[TASK OBJECTIVE] Can you carry on the first-person account of a senior year, dropping out of high school, and the years that blurred together afterward, starting right after its last sentence?

[PAGE TEXT]
[Start of section]

I started off my senior year surprisingly well with attendance. I was getting up around 5am automatically, easing into the day. I dunno, I was functional for the first time in a while. I found out that they were removing the credits for the study I was in, the one that helped me get my assignments and keep me on track and all that. I shrugged it off, I was probably fine.
Then my evil guidance counselor wrongly told me that she would blow the whistle on me if I played football senior year, due to my grades junior year. I should've known it only applied to CURRENT grades. I played anyway. She found out the second week and had me removed from the team, again, wrongfully.
This was a big blow for me, but I tried to shrug it off and I kept going to practices (I just couldn't play in games). After a few weeks of that I quit, it was too insulting and angering. October-November I was doing okay with attendance, but I soon learned that even with a complete year I wouldn't have enough credits to graduate. That's when I realized the study credits removal just cost me my diploma. After consulting and being told there's nothing I could do, I dropped out, and the following summer got my GED.
My condition, never fully having left, came back to full-strength and hasn't weakened since. Every year since high school has just blown right past me. My life, often full of inactivity, had all the years blending together because nothing was changing. Time was in fast-forward (and still is sometimes). A week felt like 3 days. A year felt like 4-5 months. I would sometimes lose track of what year it was, and even worse, my age. I'm serious.

[End of section]

[GIVEN RECORDS]
[Start of section]

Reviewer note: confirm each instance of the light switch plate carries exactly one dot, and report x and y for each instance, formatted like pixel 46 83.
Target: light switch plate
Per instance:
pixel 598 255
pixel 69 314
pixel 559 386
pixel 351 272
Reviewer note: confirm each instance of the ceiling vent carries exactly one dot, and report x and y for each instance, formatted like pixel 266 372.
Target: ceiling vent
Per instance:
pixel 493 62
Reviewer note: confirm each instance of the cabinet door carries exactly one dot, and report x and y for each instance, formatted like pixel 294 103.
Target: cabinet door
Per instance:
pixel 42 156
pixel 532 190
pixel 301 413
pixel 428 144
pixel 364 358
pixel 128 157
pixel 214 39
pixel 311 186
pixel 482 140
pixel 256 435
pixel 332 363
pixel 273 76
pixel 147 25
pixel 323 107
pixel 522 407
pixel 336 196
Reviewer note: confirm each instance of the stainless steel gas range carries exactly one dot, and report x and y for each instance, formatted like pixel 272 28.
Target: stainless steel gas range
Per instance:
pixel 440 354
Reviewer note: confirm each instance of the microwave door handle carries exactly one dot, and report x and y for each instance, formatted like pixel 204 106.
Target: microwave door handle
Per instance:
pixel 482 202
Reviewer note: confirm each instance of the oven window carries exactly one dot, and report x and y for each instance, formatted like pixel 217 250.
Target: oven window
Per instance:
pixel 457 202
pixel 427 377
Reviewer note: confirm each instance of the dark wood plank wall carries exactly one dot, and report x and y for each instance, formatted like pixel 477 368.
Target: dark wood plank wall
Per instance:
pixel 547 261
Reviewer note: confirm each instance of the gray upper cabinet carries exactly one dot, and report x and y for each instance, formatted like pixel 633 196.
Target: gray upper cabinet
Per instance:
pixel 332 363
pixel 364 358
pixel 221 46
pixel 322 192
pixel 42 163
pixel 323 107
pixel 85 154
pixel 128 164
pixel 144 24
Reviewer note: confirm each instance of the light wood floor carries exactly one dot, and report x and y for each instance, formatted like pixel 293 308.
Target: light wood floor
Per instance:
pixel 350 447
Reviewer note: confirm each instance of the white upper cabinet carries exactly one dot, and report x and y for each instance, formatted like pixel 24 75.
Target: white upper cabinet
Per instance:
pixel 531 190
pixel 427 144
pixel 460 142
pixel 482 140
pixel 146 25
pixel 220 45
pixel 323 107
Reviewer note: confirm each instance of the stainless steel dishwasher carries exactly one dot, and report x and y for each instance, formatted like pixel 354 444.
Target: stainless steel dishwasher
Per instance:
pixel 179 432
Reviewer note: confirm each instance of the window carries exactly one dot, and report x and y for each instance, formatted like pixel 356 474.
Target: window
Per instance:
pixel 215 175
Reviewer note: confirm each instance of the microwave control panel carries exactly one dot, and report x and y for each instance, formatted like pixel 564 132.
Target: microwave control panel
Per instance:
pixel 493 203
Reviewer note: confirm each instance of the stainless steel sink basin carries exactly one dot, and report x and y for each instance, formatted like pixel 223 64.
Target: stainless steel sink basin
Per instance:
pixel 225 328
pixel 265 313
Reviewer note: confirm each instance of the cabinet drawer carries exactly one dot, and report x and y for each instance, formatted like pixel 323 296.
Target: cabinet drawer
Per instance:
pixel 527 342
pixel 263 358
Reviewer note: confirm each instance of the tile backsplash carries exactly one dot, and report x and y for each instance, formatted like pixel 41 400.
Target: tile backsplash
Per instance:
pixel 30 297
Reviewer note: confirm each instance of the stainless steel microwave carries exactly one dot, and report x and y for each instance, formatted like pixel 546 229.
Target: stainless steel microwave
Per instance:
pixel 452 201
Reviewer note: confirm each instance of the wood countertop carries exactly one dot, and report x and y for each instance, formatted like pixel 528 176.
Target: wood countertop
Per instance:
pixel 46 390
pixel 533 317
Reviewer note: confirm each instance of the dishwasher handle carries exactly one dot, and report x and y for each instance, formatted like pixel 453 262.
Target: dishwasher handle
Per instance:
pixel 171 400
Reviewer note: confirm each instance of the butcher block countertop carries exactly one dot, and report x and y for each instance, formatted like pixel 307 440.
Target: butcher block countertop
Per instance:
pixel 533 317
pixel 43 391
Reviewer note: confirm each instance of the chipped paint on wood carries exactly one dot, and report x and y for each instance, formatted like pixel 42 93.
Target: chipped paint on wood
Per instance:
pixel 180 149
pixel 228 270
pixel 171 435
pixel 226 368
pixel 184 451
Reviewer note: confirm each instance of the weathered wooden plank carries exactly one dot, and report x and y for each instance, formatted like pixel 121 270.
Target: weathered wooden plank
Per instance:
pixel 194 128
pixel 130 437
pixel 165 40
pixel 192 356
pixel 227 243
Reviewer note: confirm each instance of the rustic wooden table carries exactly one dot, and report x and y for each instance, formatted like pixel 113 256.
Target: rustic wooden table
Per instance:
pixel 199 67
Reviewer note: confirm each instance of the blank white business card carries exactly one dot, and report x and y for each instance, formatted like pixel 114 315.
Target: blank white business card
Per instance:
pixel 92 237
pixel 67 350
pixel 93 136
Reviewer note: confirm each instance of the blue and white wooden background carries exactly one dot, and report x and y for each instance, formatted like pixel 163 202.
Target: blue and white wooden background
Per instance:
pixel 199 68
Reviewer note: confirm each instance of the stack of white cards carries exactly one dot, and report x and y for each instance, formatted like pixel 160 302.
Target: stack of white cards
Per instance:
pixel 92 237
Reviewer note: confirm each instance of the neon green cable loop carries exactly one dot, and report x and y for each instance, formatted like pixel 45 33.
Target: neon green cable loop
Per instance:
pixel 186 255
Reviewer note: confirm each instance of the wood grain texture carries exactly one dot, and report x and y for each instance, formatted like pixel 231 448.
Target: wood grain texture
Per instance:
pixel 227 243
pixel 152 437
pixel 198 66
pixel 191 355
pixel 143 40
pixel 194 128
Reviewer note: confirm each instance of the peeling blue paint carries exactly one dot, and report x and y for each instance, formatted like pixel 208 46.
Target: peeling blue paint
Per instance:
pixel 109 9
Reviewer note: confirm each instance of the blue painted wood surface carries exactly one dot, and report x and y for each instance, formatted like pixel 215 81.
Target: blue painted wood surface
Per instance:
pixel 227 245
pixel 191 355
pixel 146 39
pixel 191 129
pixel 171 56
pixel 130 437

[End of section]
[Start of section]

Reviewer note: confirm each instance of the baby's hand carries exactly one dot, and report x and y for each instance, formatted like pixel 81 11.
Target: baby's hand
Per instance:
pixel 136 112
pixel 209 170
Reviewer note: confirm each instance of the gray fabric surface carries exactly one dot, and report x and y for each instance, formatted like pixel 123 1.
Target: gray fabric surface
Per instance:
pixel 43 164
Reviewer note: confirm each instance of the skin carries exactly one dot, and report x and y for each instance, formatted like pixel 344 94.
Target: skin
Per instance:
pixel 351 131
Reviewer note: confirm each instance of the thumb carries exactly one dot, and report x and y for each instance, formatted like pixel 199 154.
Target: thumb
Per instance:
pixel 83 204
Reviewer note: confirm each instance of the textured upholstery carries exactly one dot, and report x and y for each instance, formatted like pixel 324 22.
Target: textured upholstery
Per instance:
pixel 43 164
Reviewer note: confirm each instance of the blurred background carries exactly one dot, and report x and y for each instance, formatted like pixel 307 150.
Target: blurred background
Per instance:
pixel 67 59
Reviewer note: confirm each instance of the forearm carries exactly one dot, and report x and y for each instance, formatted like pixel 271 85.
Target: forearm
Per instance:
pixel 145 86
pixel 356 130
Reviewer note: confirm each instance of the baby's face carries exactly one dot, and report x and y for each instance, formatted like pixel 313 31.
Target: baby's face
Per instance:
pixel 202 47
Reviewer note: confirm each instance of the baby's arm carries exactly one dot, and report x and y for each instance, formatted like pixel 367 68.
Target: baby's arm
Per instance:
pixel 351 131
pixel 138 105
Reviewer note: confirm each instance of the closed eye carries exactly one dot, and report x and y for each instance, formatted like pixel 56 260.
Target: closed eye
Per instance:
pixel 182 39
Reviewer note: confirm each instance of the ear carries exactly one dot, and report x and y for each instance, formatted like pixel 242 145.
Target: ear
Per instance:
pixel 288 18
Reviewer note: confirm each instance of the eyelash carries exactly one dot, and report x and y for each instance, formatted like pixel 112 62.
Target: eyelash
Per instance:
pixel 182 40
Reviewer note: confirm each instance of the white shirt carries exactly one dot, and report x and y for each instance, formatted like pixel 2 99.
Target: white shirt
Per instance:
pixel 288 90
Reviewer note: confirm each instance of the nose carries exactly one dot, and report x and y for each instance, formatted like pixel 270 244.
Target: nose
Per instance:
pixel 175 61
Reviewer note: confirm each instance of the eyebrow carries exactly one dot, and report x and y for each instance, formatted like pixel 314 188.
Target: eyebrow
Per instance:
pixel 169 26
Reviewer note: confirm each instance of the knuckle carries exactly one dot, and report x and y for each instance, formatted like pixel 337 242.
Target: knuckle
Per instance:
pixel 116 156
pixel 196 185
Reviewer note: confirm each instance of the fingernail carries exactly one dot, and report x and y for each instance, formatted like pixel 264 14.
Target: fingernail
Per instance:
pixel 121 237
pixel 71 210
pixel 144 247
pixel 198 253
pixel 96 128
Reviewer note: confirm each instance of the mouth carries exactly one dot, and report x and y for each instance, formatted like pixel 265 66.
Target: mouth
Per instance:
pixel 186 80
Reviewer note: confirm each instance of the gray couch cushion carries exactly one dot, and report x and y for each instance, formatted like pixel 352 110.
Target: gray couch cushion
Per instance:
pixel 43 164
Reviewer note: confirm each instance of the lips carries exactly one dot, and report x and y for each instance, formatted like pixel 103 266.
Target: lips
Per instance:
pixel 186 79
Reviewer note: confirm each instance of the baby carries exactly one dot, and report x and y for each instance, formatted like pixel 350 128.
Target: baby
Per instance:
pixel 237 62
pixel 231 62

[End of section]

[RESPONSE]
I was, and still am, stuck in a rut. I want to break loose, but I know I need help to do that. I would love nothing more than to just fight my way through it with WILLPOWER and POSITIVITY and HAPPY THOUGHTS, but that's just not realistic for me. Most people in the world don't *act* better until they *feel* better, and I'm one of those people. I'm not one of those magical morning persons who cartwheels out of bed in the morning, yawns, stretches and greets the birds with a song and a jig. I'm not one of those people who can say "well isn't life just grand!" and run around frollicking through the day with invincible optimism. Can't do it, I'm not an alien, lol.
I'm already asking a lot from you guys in wanting you to read all of this, but I'm also looking for guidance, advice, what worked for you, what didn't. Doctors, medicines, remedies, anything. I'm totally lost here. I actually broke down in tears earlier tonight.. something I only do like 1-2 times PER YEAR...
I was just thinking how I felt like I needed to go to rehab or something. And that's when it hit me... I pictured the kinds of people who are in any rehab of some sort, and how they can't do it alone, and how they really need a lot of help and support. And it made me feel like I'm in the same boat... It made me realize that maybe, just maybe, I'm in over my head with this condition like other people are with theirs. I want to be strong and tackle this on my own, grab life by the horns, but even though I've said "I can't do this alone", tonight was the very first time that I truly FELT that way, and it really affected me.
I'm sorry again for writing so much. I'm not a guy who ever gets to vent or talk about
anything like this, so it's all just pouring out of me. Any thoughts and ideas and experiences you guys can share would be most appreciated. I'm dying to know what may have worked for some of you, and I'd like to know your personal opinions on if you think my condition is Fibro or something else. I will still see a specialist anyway, but knowledge is power, and I just want to absorb as much as I can before going into the doctor's office again. Maybe you guys know better ways to describe what I'm feeling to a doctor so they can better understand and help me.
Either way, I thank you for your time.